◆ 本文 ◆

米暗号資産企業、規制への懸念でバミューダに移転

168260595_m.jpg

 米国の暗号資産(仮想通貨)の規制が不透明なことから、米国を離脱する企業が増えており、いくつかの大手企業はバミューダに拠点を移している。しかし、一部の専門家らは、米国での問題が解決されていないため、これは短期的な解決策であると警告している。

 大手暗号資産企業の1つは最近、バミューダ支社について明らかにした。4月、コインベースはBMA(バミューダ通貨庁)からデジタル資産ビジネス法に基づきライセンスを取得した。

 同社は、「バミューダは包括的なデジタル資産規制を可決した最初の金融センターの1つであり、その規制環境は、高い水準の厳格さ、透明性、コンプライアンス、協力で長く知られている」と述べていた。

 また、バミューダを選んだ理由として、「非常に尊敬され、経験豊富な金融規制当局」であり、世界中の規制当局と密接な関係をもっていることを挙げている。

 コインデスクの報道によると、バミューダのE・デイビット・バート首相は米テキサス州で開催されたコンセンサス2023で、「コインベースが認識したことは、それは多くの会社が認識していることだが、私たちは優れた規制環境を持っているということだ」と述べた。

 「それは規制の頂上決戦であり、バミューダはそれを行うことができる場所であることを証明した」

 注目すべきは、コインベースが米SEC(証券取引委員会)との法廷闘争に直面している中でこの計画を発表したということ。SECは3月、通常強制措置に講じる前に通達するいわゆる「ウェルズ通知」を同社に発行した。

 コインベースは4月末、必要な明確さを求めてSECを提訴したと発表した。

◆ 行データ抜粋 ◆
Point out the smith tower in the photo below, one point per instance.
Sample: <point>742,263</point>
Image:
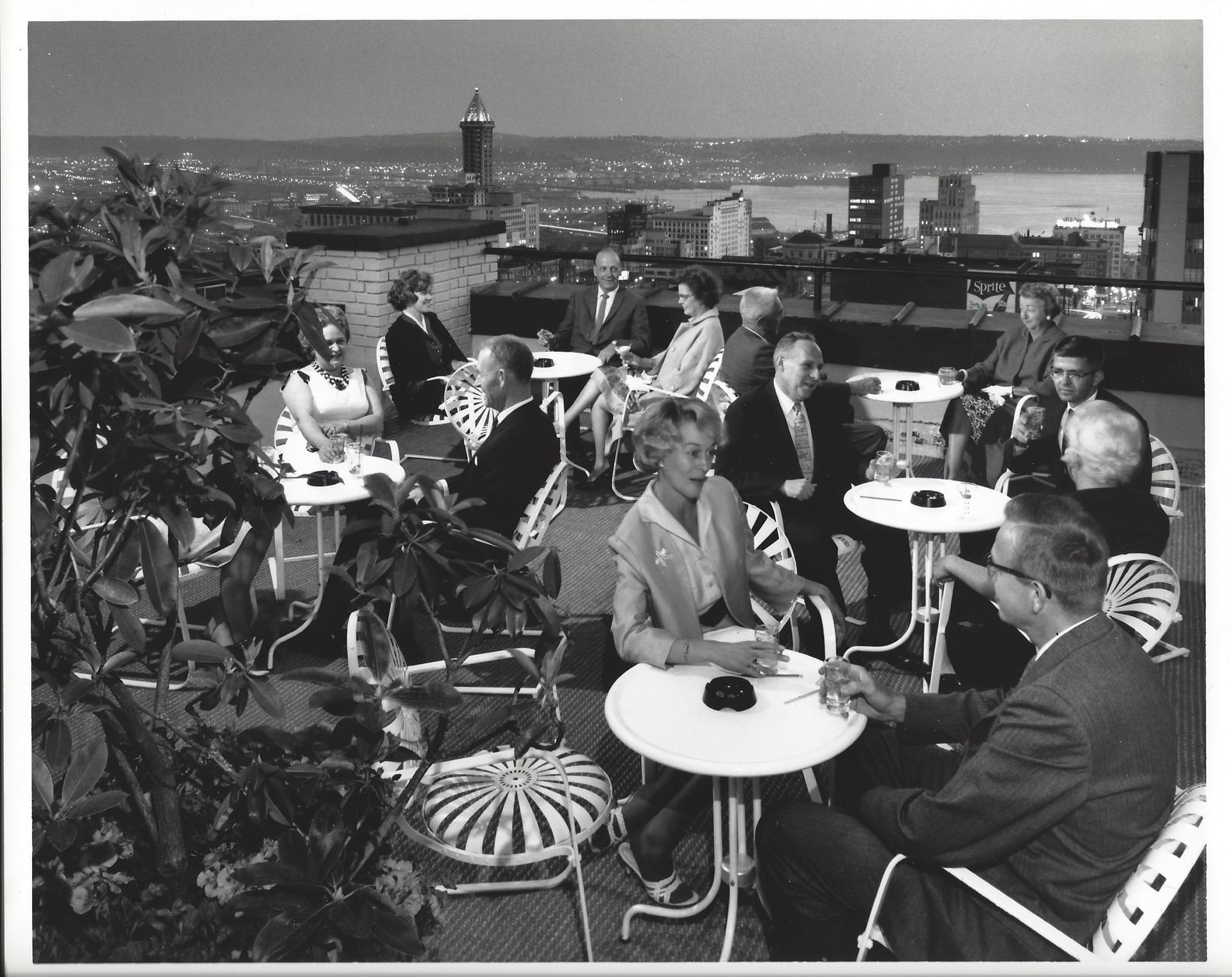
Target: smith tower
<point>477,127</point>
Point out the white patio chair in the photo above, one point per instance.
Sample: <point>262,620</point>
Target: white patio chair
<point>492,809</point>
<point>1143,593</point>
<point>1134,912</point>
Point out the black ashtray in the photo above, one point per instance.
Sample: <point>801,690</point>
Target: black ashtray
<point>730,691</point>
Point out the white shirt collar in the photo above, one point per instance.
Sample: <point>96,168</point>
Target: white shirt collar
<point>510,410</point>
<point>1050,642</point>
<point>786,403</point>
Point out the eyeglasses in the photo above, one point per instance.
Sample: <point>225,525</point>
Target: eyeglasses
<point>1070,374</point>
<point>992,564</point>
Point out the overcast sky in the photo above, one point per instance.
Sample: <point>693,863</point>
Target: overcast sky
<point>296,79</point>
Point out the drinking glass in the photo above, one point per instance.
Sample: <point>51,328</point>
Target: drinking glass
<point>766,634</point>
<point>885,467</point>
<point>837,671</point>
<point>1032,420</point>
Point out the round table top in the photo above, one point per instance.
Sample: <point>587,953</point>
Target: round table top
<point>565,365</point>
<point>932,390</point>
<point>660,714</point>
<point>889,504</point>
<point>352,489</point>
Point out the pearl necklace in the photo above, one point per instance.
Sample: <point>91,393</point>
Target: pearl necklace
<point>338,383</point>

◆ 課題内容 A ◆
行データのうち「Point out the black」を含む行から書き写し始め、「<point>296,79</point>」を含む行まで写したら終えてください。一字一句変えずに写してください。
◆ 課題内容 B ◆
暗号資産企業のバミューダ移転を扱った本文の続きを書いてください。
本文と行データの間には何の関連もありません。

◆ 解答例 A ◆
Point out the black ashtray in the photo above, one point per instance.
Sample: <point>801,690</point>
Target: black ashtray
<point>730,691</point>
Point out the white shirt collar in the photo above, one point per instance.
Sample: <point>96,168</point>
Target: white shirt collar
<point>510,410</point>
<point>1050,642</point>
<point>786,403</point>
Point out the eyeglasses in the photo above, one point per instance.
Sample: <point>225,525</point>
Target: eyeglasses
<point>1070,374</point>
<point>992,564</point>
Point out the overcast sky in the photo above, one point per instance.
Sample: <point>693,863</point>
Target: overcast sky
<point>296,79</point>

◆ 解答例 B ◆
 このコインベースの動きは他社にも影響を与える可能性がある。バミューダは「間違いなく、移転を選択する企業の間でホットスポットになる。コインベースのように試しに移転してみることもできる」と法律事務所Otterbourgの企業部門責任者フィル・バーグ氏は述べている。

●米国の「懲罰」によって他の場所が魅力的に

 バミューダは18年、デジタル資産ビジネスを規制するための法律として「デジタル資産ビジネス法」を制定。デジタル資産の発行、販売、換金、およびデジタル資産を利用した取引所や決済サービスプロバイダー事業の運営に関するルールを定めたものである。

 バミューダはコインベースの他にも、USDコイン発行企業のサークル、ブロックとその子会社キャッシュ・アップにもライセンスを付与している。

 バーグ氏は、「暗号資産の概念そのものは当初、分散型で信託機関がないというものであったが、これらすべての規制を称賛しているのは少々皮肉なことだ」と語った。

 「しかし、執行による規制と一種のルール作りの拒否、法整備の遅れなど、私たちが米国の規制当局によって受けた罰は、規制が明確な地域をかなり魅力的にしている」

 しかし、ビットスタンプUSAの最高コンプライアンス責任者であるトーマス・フック氏は、バミューダやバハマといった場所は規制問題への対応として、魅力的な短期的解決策となるかもしれないと指摘している。

 しかし、同氏は次のように警告した。

 「海外でのライセンス取得は、グローバルな観点からはビジネス上のメリットがあるが、米国で顧客にサービスを提供するための長期的な解決策ではない。米国市場でサービスを提供したいのであれば、米国の規制当局と協力する必要がある」

(イメージ写真提供:123RF)

https://cryptonews.com/news/us-crypto-firms-migrate-bermuda-amid-regulatory-concerns.htm

This story originally appeared on cryptonews.com.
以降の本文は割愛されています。